_Excerto_

^^^^^^^^

O seu último filme foi o primeiro que fez depois de deixar o Irão. Como foi trabalhar, pela primeira vez, fora do seu país natal? Sentiu-se perdido entre diferentes línguas ou teve uma sensação de alívio?

Bahman Ghobadi:

Para começar, devo dizer-lhe que não deixei o Irão, forçaram-me a abandonar o meu país. E é muito difícil filmar num país onde não se conhece nem a língua nem a cultura. Por isso, este filme reflete todos os meus sentimentos desde que saí do Irão, por outras palavras, o meu último filme é muito pessoal do ponto de vista artístico.

Euronews:

Durante o Festival de Cinema de Cannes entrevistei Asghar Farhadi, para ele o problema da censura e das restrições no Irão não é algo que vem das autoridades ou do sistema regulador, parte dessa censura está também nos cineastas, sem que se dêem conta, qual é a sua opinião?

B. Ghobadi:

Eu costumo dizer que, em relação à censura, nos tornámos piores que o estado, é automática, não somos nós que queremos auto censurar-nos, mas a pressão permanente do regime obriga-nos a fazê-lo, tornamo-nos como que em condenados à morte, não te matamos mas tratamos-te tão mal que decides cometer suicídio.

Hoje, o Irão é como um condenado à morte que foi fuzilado mas a bala não atingiu o seu coração, está gravemente ferido, por isso temos de ajudar este país a recuperar, mais uma vez.

^^^^^^^^

_Conteúdo dos dados_
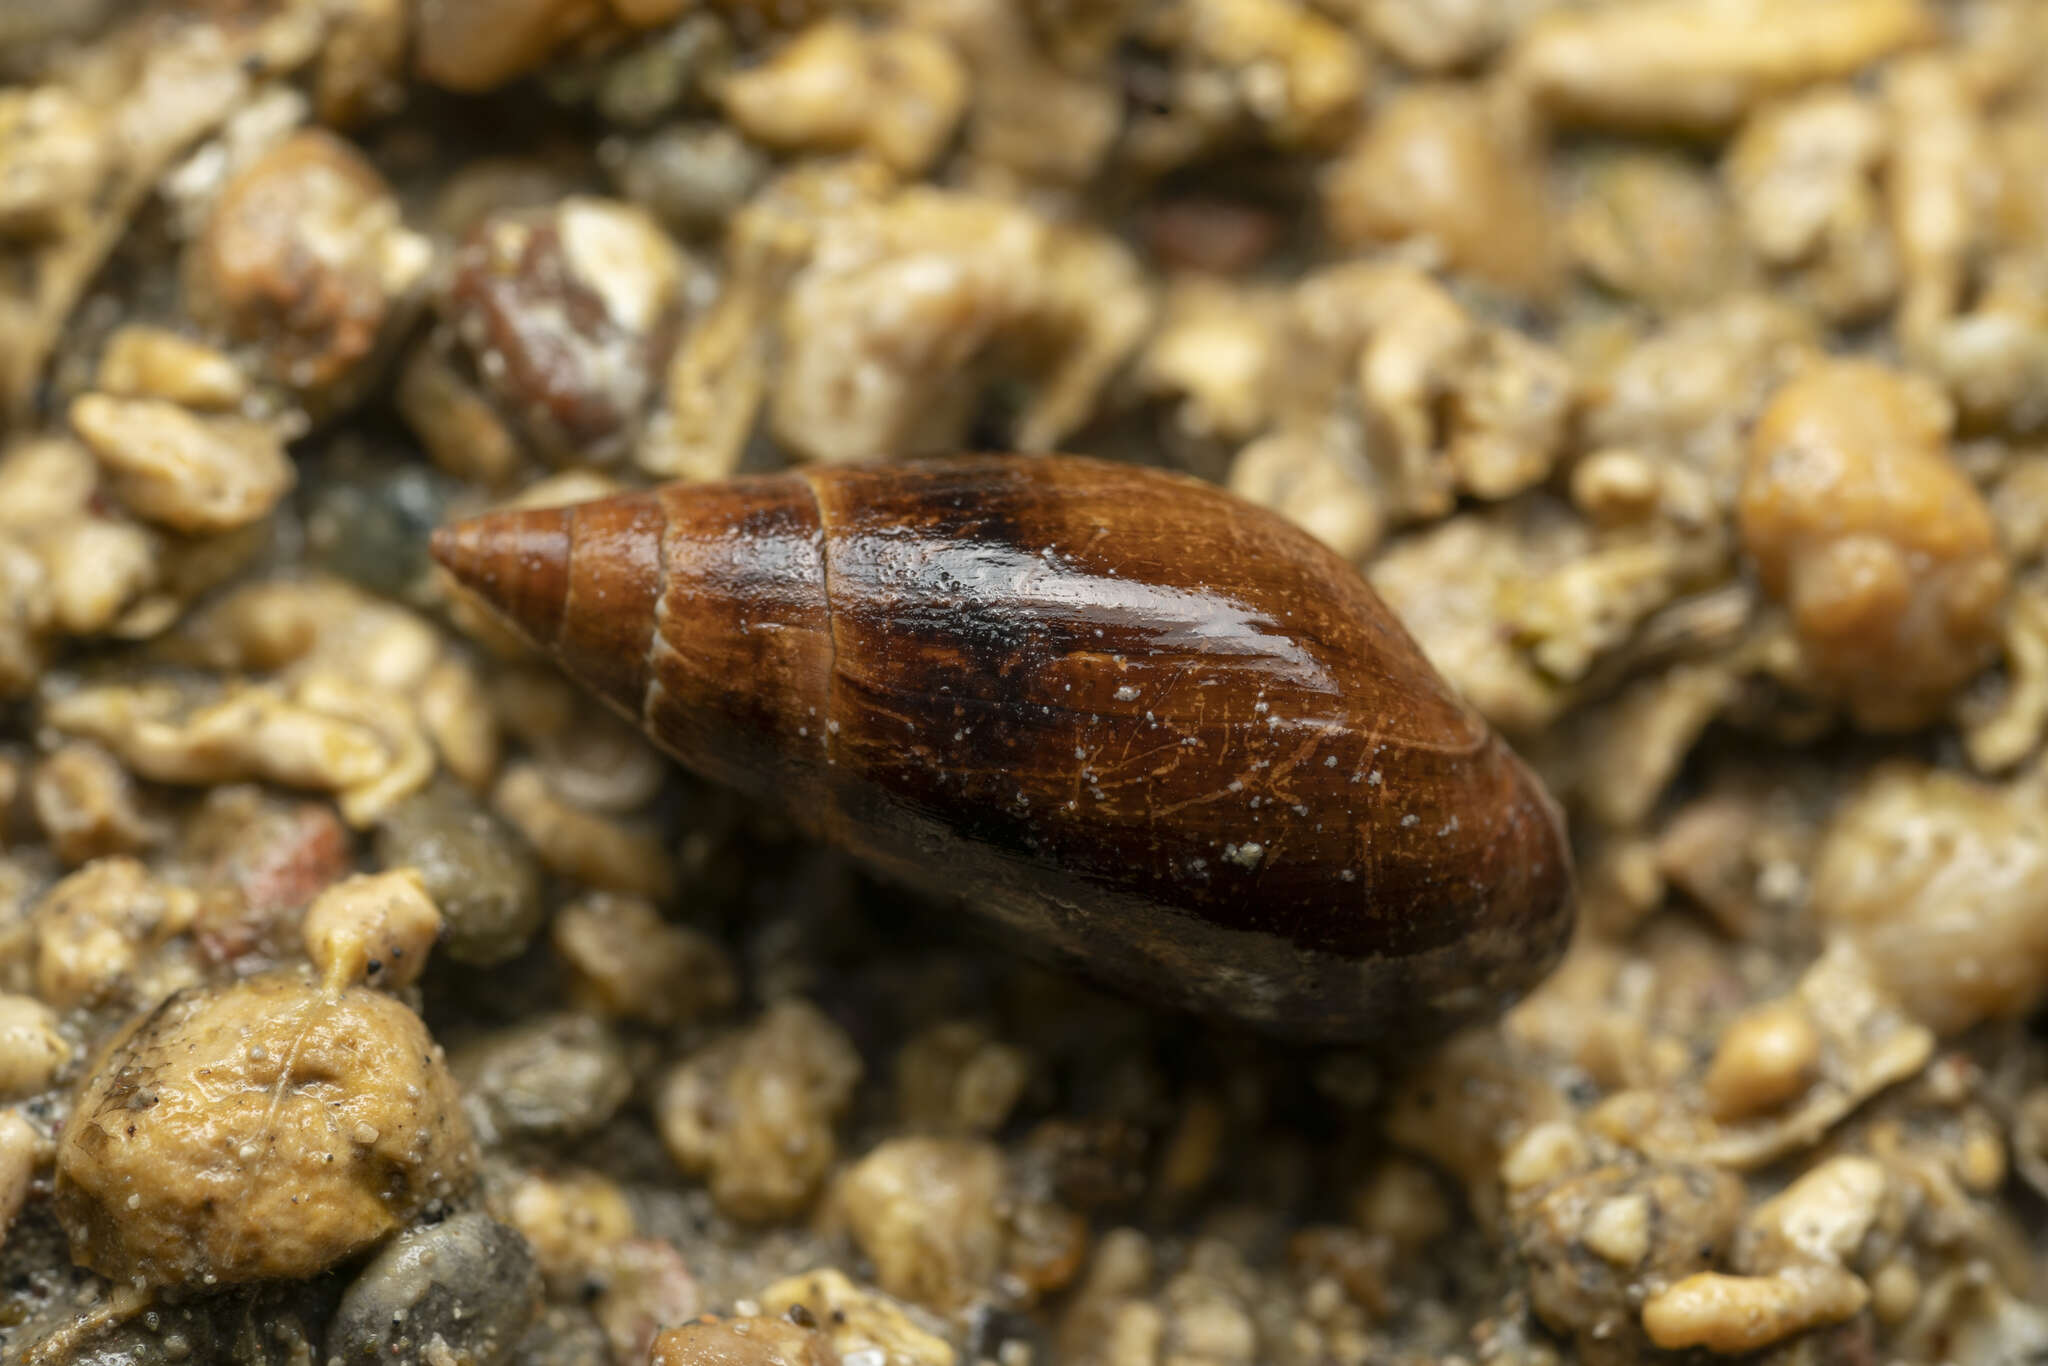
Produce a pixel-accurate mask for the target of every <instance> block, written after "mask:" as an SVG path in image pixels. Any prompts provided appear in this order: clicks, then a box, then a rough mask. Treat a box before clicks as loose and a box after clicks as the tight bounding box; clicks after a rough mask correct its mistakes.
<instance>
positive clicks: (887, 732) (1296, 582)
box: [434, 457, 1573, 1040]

^^^^^^^^

_Tarefa A_
Passe para inglês esta frase da entrevista a Bahman Ghobadi: "E é muito difícil filmar num país onde não se conhece nem a língua nem a cultura."
_Tarefa B_
Prossiga a entrevista a Bahman Ghobadi a partir do ponto em que ela acaba.
As linhas não têm nada a ver com isto.

_Resposta A_
And it is very difficult to film in a country where you know neither the language nor the culture.

_Resposta B_
Euronews:

Quando deixou o seu país deve ter sentido uma espécie de aperto no coração.

B. Ghobadi:

Há 3 ou 4 anos que sinto que há uma mão tenta estrangular-me, sufocar-me, este filme ajudou-me a livrar-me deste sentimento. Agora, eu respiro melhor…

Euronews:

Uma vez disse odiar o cinema mas depois tornou-se profissional, o que significa para si ser realizador, qual é a sua missão? O que é que o alimenta, o que é que o faz seguir em frente?

B. Ghobadi:

Não sei exatamente, mas há uma energia, um potencial, em mim que vem da minha infância, especificamente das memórias da minha infância. Acho que foi isso que saiu de dentro de mim e que me fez fazer um filme. Esta energia também vem do meu país, da minha cultura, do povo curdo e da desgraça que tem vivido ao longo dos séculos, a insegurança que existe, e que é pesada neste canto do mundo, tudo isso me levou a fazer filmes. É verdade que nunca me apaixonei pelo cinema e que, na maioria das vezes, o odeio porque a situação é muito difícil, as condições não são favoráveis ​​para um cineasta, não posso filmar, tranquilamente, no Irão, não me lembro de alguma vez me ter sentado numa cadeira e dizer “Ação”, eu nunca tive essa cadeira…

Euronews:

Sim, mas o cinema é importante, conta a sua história, faz um retrato do seu país, é uma janela para o mundo, mostra o que está a acontecer no Irão e fala sobre a questão iraniana, é importante ver e produzir filmes iranianos.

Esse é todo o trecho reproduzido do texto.